EXERCISE AIM |
Each line from the one containing "Exercise. Identify every instance of the man's scarred" to the end of the records below should be restated word for word; please leave out all other lines.

Top of DATA FOR THE TASK

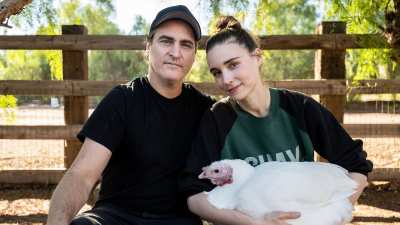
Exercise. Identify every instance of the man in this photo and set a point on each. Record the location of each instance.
(138, 137)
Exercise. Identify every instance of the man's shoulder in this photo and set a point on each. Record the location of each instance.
(223, 107)
(197, 95)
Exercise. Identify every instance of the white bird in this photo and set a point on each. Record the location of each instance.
(319, 191)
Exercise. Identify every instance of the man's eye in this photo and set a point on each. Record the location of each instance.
(233, 65)
(165, 41)
(216, 74)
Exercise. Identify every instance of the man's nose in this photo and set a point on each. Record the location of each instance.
(175, 51)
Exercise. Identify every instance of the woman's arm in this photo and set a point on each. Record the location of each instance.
(362, 183)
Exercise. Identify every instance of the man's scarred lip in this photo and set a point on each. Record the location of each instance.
(173, 64)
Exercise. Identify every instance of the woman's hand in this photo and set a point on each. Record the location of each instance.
(277, 218)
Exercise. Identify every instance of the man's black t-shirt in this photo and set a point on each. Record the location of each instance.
(149, 137)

Bottom of DATA FOR THE TASK

RESULT OF THIS TASK |
Exercise. Identify every instance of the man's scarred lip in this photo and set a point on each. Record the location of each instance.
(173, 64)
Exercise. Identify every instance of the woman's hand in this photo and set a point on each. Record the location of each instance.
(277, 218)
Exercise. Identify every instance of the man's black t-shirt in this photo and set a point on each. Record the location of each instance.
(149, 137)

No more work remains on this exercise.